• Task brief
Look below for the line holding "positive clicks: (985, 215) (991, 202)" and the line holding "206L919 224L952 256L999". Transcribe exactly those lines and all lines between them, nothing more.
Segment Start: Data
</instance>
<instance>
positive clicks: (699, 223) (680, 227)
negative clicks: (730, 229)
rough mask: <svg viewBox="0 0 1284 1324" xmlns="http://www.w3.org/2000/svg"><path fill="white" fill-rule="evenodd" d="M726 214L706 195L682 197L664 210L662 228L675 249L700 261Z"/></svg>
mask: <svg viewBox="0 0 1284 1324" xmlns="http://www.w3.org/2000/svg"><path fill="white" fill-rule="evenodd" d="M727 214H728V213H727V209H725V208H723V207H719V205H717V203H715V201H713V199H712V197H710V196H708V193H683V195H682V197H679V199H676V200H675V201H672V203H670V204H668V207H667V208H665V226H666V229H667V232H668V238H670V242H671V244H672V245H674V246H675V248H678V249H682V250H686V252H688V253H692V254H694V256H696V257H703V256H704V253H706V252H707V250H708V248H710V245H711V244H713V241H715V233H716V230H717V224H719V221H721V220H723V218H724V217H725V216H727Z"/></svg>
Segment End: Data
Segment Start: Data
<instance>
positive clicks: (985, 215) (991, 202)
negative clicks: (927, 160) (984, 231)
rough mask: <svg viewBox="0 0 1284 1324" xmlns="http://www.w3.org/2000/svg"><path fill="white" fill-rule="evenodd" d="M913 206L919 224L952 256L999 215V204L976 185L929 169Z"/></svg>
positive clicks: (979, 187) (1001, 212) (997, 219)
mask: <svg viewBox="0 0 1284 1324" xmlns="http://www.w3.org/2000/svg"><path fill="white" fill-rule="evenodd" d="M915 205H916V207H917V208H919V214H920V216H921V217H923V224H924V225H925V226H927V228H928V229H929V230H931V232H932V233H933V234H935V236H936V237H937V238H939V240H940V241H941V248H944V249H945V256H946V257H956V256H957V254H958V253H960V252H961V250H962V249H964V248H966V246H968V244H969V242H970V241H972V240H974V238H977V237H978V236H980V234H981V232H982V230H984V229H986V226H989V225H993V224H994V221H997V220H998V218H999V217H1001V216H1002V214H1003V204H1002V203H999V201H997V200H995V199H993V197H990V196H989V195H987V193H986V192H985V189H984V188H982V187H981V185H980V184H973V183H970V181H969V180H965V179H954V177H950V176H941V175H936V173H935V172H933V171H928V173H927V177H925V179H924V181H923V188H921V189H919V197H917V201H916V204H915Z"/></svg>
Segment End: Data
• Solution below
positive clicks: (985, 215) (991, 202)
negative clicks: (927, 160) (984, 231)
rough mask: <svg viewBox="0 0 1284 1324" xmlns="http://www.w3.org/2000/svg"><path fill="white" fill-rule="evenodd" d="M913 206L919 224L952 256L999 215V204L976 185L929 169Z"/></svg>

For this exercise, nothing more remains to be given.